[Source document]
== == ==

Now, the future of the crew is looking divided once more — but on a somewhat happier note this time around, as Stede and Ed are settling down in that innkeeper life while watching the Revenge sail off into the sunset under the command of Frenchie (Joel Fry), and all set to the tune of Nina Simone's swelling and ultimately hopeful cover of "The Times They Are a-Changin'." It's unclear where the show will go next, but ahead of the finale, Collider had the chance to sit down with Our Flag Means Death music supervisor Maggie Phillips to break down some of the best needle drops, from O'Neill's cover of "La vie en rose" to making Kate Bush the unexpected artist of Season 2 to collaborating with show creator David Jenkins and so much more.
COLLIDER: Before getting into some specific episode moments, I wanted to ask you about the teaser trailer for Season 2. Something that a lot of people were talking about was that Prince song that gets used ["The Beautiful Ones"]. Did you all get to decide what song that was in the trailer?
MAGGIE PHILLIPS: We did. That was a song that David [Jenkins] asked me about. I don't know if he asked me about Prince or that song in particular, but that's the first song that David and I were like, “This is the song for the show,” before trailers were even thought about. We tried to get it into Season 1, and there just wasn't a spot for it. I'm a huge Prince fan and have been since high school. For Halloween, when I was 17, I dressed up as a B-side Prince song. It was a song called “Scarlet Pussy.” It was a red cat. [Laughs]
Prince has been kind of off-limits for my whole career. Prior to his death, he was very picky and very expensive, and it was just something I was never really able to place. Then, when David brought it up, it was like two-and-a-half years ago, his estate was still being settled in court, and I was like, “I don't know if we can use it,” and then we were trying to use it, and it didn't work out. Long story short, we tried again to place it in Season 2, and there just wasn't a spot for it. So then, when we were doing the trailers, I don't normally get consulted for those, but David asked me to watch it and asked my opinion. Since then, Prince's estate had been settled, and I had heard that, actually, his estate wanted to place his music. It was perfect, and I'm glad that the first time I placed a Prince song was for Our Flag Means Death. That was a song we're very happy about.

== == ==

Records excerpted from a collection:
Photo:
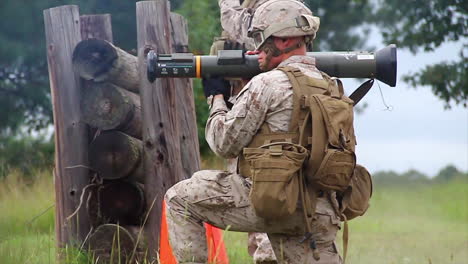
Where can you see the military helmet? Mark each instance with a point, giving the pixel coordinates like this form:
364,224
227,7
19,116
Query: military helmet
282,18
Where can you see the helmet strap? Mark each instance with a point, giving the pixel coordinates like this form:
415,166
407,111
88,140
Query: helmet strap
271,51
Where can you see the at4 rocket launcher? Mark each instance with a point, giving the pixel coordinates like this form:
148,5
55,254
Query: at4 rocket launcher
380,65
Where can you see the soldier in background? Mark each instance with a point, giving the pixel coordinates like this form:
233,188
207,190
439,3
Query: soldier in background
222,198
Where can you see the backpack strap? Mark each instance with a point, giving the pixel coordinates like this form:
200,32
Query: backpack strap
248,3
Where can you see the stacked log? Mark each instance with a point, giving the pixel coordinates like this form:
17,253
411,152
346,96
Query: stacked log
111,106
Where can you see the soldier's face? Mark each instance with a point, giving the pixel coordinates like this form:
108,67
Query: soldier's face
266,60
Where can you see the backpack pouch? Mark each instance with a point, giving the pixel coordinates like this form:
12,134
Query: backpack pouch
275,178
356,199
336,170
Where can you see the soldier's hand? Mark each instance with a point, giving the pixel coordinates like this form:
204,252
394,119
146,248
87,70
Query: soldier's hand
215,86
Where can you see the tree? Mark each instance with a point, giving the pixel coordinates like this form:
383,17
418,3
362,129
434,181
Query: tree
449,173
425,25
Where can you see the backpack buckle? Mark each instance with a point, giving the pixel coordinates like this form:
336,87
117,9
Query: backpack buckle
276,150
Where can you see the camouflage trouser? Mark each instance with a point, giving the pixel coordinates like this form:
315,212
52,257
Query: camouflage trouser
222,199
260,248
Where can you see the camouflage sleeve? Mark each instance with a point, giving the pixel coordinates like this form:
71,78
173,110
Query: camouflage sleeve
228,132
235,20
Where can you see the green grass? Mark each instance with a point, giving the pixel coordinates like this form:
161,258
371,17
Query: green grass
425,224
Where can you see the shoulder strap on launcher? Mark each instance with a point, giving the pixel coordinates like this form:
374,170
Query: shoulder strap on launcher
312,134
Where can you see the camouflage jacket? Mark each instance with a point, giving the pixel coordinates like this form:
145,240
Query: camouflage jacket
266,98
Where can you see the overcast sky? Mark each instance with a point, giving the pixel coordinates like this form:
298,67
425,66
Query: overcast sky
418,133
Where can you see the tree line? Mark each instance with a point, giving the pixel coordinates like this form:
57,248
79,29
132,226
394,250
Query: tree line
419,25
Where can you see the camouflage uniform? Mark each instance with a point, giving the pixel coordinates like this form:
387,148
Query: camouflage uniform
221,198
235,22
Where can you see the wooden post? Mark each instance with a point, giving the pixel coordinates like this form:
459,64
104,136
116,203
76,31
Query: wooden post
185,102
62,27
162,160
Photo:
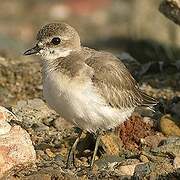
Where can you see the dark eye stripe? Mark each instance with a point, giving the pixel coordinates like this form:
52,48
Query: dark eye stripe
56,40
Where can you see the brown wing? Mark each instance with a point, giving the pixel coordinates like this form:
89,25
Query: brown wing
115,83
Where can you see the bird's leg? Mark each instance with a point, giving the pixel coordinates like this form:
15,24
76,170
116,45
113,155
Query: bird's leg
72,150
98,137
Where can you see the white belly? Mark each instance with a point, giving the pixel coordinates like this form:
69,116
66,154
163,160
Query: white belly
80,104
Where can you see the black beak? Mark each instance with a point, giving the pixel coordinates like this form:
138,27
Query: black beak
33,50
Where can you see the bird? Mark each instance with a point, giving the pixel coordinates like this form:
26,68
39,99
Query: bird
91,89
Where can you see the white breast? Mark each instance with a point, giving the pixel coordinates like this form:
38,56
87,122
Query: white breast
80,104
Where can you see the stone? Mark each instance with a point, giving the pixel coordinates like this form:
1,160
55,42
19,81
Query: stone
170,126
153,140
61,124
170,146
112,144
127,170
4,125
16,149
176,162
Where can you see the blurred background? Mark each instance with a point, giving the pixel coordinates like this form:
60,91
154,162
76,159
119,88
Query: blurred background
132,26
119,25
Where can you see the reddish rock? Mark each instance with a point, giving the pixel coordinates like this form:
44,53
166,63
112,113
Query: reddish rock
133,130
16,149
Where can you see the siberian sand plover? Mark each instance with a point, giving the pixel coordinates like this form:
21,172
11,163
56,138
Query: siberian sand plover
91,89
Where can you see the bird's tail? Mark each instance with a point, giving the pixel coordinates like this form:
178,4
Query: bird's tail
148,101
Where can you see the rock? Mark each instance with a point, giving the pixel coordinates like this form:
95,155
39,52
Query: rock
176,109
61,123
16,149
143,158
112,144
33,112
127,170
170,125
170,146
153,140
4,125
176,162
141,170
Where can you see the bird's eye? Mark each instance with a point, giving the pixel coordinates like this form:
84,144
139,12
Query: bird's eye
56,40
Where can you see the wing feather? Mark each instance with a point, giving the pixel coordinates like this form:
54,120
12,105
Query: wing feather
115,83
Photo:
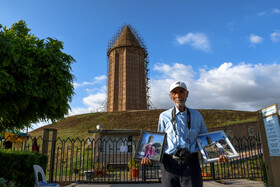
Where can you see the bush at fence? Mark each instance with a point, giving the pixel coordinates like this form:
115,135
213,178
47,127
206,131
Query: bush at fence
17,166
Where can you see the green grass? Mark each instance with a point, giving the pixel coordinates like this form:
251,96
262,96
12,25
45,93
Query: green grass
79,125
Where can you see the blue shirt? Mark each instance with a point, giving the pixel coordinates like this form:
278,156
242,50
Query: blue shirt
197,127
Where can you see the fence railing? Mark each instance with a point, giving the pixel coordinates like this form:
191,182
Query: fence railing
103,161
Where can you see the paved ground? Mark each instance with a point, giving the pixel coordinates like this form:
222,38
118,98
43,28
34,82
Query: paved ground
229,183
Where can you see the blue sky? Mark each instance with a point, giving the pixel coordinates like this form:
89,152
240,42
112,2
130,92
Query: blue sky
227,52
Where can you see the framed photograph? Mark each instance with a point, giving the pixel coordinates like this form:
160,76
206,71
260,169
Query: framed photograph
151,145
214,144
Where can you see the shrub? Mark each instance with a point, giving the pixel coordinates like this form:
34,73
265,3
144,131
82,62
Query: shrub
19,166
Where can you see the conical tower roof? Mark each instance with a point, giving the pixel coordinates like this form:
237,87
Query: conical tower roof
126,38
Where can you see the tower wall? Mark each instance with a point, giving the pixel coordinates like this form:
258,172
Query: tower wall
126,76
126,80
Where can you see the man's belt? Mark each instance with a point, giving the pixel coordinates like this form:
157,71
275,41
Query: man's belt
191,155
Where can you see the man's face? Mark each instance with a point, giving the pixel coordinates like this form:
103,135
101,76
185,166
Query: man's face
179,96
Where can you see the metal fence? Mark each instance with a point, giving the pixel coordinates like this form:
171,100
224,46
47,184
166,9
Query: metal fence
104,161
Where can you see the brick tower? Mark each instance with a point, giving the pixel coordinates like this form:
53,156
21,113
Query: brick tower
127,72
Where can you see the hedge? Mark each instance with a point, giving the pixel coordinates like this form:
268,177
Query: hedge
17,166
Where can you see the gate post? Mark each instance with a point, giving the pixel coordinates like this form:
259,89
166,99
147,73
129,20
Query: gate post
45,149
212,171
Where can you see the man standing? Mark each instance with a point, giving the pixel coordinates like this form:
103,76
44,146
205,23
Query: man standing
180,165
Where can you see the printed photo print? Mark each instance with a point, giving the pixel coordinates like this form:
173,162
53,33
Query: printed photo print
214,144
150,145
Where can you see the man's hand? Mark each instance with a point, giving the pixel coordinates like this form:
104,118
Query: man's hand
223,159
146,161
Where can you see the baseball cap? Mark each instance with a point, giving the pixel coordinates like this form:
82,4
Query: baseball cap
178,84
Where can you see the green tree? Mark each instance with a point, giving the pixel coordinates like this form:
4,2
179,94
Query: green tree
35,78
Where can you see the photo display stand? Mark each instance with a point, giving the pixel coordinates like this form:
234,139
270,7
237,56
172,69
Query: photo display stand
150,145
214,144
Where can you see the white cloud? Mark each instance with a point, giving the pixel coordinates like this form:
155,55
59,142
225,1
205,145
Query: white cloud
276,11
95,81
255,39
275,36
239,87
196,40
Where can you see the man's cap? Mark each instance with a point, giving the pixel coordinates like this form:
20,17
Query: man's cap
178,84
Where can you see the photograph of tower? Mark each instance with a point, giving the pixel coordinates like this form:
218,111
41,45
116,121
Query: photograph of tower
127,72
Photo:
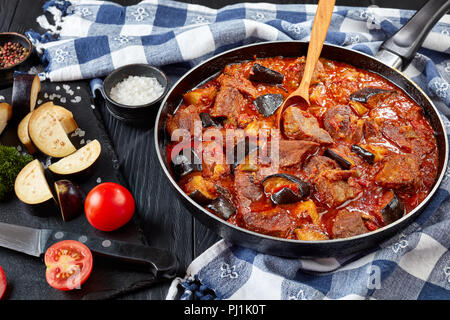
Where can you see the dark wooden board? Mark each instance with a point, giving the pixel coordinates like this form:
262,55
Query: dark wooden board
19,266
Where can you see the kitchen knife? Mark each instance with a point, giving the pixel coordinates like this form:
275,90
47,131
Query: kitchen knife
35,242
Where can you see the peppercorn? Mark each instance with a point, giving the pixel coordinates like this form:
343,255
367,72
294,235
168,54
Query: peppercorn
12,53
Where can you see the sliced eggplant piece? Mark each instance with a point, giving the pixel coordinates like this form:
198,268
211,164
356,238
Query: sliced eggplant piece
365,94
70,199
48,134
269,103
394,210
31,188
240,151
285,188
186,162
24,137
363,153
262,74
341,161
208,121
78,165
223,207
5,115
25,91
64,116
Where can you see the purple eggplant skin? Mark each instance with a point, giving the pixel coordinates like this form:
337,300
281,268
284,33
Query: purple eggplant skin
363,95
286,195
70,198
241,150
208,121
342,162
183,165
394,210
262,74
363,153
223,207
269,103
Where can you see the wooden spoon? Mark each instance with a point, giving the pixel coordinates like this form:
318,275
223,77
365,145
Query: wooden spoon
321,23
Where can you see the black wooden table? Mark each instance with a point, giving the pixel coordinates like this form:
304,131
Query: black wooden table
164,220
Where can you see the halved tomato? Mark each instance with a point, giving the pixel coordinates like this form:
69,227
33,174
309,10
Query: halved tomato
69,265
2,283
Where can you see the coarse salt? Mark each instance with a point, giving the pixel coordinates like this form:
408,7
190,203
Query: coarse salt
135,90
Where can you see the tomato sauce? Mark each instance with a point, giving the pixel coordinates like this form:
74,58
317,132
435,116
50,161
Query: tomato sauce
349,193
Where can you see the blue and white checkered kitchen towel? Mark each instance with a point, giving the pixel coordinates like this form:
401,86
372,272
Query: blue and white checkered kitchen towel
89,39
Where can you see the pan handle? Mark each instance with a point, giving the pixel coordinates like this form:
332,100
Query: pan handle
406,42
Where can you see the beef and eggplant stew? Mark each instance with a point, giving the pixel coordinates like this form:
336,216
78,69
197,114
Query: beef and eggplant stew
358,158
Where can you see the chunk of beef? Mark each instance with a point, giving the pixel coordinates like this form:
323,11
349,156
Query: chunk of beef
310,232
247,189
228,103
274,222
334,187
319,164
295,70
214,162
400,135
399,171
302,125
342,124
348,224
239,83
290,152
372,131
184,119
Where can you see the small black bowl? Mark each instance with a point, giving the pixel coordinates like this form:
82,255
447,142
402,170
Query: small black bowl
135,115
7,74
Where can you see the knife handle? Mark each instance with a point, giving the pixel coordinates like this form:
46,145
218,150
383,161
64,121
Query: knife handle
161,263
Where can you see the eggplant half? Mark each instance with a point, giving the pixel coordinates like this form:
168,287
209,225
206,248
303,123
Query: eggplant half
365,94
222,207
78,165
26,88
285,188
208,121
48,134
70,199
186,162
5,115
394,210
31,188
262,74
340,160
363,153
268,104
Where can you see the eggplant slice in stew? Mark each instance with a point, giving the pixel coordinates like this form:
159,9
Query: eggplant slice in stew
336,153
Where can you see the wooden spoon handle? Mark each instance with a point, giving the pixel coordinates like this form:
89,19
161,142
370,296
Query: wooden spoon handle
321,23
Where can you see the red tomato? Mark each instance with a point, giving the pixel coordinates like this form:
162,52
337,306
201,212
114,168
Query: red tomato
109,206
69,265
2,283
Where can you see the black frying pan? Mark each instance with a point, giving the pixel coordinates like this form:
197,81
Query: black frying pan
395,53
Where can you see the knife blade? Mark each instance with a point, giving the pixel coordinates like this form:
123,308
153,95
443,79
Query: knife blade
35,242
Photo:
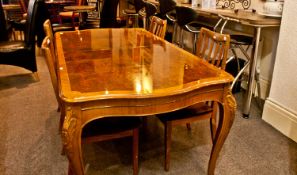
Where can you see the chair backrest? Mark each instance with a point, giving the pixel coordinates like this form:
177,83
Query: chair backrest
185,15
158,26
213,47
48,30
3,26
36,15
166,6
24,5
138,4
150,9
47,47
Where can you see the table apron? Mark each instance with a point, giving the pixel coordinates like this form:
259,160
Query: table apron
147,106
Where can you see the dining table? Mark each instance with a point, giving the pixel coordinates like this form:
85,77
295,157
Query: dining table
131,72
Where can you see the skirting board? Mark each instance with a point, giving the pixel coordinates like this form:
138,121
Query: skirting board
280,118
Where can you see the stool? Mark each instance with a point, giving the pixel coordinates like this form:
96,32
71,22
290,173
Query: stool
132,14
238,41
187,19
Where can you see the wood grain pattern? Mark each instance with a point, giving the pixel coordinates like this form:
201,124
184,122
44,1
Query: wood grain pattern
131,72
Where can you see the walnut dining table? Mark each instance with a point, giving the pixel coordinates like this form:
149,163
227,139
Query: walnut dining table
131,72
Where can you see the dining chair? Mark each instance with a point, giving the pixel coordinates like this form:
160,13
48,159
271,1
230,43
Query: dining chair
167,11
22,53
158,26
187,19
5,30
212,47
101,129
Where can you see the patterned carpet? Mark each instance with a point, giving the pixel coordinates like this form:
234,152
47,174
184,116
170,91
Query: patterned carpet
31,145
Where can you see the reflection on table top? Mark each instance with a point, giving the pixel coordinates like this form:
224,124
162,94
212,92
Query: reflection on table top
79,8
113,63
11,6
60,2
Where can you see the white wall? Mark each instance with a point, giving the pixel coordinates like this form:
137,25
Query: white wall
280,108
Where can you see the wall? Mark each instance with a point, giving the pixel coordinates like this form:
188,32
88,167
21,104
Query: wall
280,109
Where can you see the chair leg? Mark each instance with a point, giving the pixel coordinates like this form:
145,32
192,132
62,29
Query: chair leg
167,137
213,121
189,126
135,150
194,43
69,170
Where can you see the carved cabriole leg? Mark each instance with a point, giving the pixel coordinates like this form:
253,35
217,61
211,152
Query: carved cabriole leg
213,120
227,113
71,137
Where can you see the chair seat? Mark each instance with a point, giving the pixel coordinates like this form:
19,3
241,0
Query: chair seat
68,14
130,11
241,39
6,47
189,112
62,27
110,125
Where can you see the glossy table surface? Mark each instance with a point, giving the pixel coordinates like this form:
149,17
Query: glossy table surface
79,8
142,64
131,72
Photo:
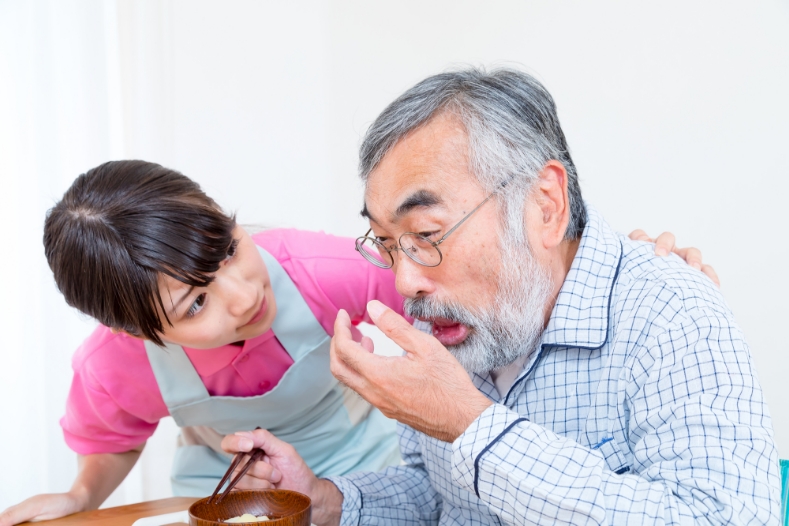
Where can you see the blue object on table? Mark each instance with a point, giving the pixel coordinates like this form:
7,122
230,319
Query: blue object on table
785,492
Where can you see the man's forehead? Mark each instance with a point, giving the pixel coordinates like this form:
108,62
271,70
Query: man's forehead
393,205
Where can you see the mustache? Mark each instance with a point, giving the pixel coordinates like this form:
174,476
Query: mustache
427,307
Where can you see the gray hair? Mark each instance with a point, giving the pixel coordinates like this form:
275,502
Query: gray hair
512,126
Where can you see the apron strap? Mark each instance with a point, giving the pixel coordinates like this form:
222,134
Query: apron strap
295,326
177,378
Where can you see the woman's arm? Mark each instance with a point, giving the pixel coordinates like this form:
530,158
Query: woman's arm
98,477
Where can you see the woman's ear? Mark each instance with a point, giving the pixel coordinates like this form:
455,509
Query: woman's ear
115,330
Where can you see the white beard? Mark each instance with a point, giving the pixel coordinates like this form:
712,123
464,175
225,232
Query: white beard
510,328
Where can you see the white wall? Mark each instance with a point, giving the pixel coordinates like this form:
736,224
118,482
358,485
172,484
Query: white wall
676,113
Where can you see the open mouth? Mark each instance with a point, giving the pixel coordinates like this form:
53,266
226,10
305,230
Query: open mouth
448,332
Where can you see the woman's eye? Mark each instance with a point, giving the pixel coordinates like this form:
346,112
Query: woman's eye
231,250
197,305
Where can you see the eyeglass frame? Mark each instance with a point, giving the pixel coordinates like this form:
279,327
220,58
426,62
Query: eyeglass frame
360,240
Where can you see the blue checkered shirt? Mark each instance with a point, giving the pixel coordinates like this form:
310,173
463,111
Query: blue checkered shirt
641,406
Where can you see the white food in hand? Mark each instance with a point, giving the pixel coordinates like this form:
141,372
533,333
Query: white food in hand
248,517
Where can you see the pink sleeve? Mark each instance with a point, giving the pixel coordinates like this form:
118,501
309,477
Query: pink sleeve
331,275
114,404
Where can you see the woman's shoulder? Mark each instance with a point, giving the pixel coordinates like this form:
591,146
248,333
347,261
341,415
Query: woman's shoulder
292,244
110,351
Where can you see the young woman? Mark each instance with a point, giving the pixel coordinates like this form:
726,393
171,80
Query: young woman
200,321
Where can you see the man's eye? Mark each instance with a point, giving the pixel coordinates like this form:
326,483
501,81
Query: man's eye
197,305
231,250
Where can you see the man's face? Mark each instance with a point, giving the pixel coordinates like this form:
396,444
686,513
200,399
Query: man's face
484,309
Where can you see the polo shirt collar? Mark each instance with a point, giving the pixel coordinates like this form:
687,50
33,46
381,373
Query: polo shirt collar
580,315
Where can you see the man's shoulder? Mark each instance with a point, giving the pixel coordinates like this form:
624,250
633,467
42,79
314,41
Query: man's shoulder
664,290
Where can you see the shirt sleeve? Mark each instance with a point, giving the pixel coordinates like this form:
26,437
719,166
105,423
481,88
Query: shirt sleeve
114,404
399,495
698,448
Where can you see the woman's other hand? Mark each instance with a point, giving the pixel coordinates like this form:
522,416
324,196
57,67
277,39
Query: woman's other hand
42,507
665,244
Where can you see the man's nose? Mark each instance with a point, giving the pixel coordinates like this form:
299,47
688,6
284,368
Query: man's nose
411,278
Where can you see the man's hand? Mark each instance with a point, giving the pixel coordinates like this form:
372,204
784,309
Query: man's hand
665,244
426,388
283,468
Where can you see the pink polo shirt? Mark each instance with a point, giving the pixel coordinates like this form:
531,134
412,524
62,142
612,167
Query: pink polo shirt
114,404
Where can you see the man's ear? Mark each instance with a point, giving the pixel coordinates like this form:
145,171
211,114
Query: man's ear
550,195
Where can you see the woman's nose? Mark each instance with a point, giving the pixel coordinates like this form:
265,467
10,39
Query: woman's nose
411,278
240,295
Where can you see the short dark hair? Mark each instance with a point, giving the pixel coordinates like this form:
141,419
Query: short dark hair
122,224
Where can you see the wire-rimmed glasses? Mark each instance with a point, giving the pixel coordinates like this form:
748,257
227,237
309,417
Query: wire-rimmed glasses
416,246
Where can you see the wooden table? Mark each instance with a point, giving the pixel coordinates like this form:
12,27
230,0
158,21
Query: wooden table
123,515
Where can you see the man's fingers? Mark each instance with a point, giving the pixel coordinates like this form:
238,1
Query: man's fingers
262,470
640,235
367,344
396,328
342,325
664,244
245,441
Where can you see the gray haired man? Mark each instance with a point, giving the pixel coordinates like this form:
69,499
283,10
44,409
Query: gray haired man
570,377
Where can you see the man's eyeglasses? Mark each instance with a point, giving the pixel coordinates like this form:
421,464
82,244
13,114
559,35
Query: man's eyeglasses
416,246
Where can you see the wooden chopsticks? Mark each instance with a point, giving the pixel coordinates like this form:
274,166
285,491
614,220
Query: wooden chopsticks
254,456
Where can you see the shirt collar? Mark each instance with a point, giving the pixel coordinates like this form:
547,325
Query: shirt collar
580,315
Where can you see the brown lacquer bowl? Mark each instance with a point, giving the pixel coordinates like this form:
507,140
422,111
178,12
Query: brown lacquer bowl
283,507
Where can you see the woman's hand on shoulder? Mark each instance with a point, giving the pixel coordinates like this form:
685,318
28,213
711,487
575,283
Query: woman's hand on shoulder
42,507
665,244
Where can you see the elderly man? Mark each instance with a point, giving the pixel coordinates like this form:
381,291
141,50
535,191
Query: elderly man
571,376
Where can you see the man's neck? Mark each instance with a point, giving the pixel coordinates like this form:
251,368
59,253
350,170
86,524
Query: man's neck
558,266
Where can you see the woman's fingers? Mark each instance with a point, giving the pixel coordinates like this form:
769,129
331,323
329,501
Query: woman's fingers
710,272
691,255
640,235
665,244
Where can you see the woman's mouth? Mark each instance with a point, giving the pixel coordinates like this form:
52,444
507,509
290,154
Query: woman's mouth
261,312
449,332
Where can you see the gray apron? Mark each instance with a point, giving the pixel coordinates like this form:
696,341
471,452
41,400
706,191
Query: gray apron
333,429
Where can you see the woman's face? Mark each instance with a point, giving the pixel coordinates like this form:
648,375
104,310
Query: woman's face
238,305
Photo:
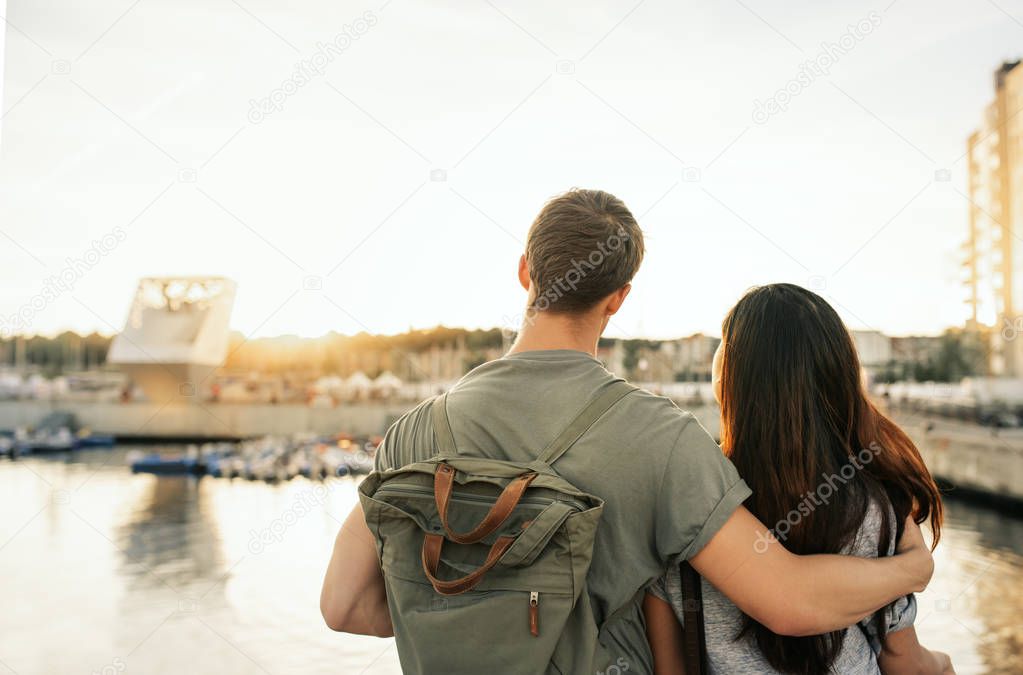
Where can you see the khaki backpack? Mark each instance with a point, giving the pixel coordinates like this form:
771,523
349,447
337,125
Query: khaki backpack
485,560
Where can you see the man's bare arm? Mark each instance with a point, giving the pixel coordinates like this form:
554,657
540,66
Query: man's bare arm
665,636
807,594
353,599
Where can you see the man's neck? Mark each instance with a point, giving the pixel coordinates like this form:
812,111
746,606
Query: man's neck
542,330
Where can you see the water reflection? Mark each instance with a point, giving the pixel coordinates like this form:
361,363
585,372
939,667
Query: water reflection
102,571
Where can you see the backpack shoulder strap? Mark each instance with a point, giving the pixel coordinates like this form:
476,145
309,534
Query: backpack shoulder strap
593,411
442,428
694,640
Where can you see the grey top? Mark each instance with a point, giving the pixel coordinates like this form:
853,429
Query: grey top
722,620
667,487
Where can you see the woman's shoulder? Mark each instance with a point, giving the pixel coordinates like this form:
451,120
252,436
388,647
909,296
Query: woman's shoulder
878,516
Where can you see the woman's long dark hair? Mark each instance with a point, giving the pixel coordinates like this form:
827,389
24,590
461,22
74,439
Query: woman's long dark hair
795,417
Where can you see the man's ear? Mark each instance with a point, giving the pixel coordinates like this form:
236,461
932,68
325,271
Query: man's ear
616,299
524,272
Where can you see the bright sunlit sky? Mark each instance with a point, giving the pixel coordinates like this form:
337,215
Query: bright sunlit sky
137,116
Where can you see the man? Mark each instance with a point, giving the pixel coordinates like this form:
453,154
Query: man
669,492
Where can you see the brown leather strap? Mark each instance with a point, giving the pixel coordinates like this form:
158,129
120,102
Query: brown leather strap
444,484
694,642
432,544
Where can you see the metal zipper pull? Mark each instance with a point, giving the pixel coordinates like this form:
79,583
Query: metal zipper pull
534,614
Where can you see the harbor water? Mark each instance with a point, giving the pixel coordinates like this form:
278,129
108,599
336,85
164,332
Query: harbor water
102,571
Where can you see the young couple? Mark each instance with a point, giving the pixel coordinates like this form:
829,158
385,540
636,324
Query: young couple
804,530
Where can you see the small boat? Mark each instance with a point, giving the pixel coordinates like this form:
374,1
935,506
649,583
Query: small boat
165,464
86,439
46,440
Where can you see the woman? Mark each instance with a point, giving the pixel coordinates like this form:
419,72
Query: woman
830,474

== == ==

[Challenges]
(a) In the interview, which Prince song was used in the Season 2 teaser trailer?
(b) Filter the records, keeping and copying out each line that includes the string "framed".

[Complete answers]
(a) "The Beautiful Ones."

(b)
Where can you see the framed photograph? Mark each instance with a point, giving the pixel coordinates like this form:
Query: framed photograph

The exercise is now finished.